• Assigned task: Please transcribe every record below exactly as it appears.

=====

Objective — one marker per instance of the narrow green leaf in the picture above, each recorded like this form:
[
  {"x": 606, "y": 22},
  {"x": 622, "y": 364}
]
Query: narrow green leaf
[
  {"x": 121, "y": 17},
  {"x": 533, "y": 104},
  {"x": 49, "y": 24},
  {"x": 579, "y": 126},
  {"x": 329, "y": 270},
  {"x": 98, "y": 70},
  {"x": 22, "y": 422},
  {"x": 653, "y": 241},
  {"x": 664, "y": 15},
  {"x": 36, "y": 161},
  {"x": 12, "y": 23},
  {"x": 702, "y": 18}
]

=====

• Reply:
Objective — one marker per instance of the narrow green leaf in the picture above, each recorded like this form:
[
  {"x": 606, "y": 22},
  {"x": 622, "y": 364}
]
Query: narrow green leaf
[
  {"x": 121, "y": 17},
  {"x": 533, "y": 104},
  {"x": 49, "y": 24},
  {"x": 579, "y": 126},
  {"x": 329, "y": 270},
  {"x": 98, "y": 70},
  {"x": 22, "y": 422},
  {"x": 653, "y": 241},
  {"x": 664, "y": 15},
  {"x": 36, "y": 161},
  {"x": 12, "y": 23},
  {"x": 702, "y": 18}
]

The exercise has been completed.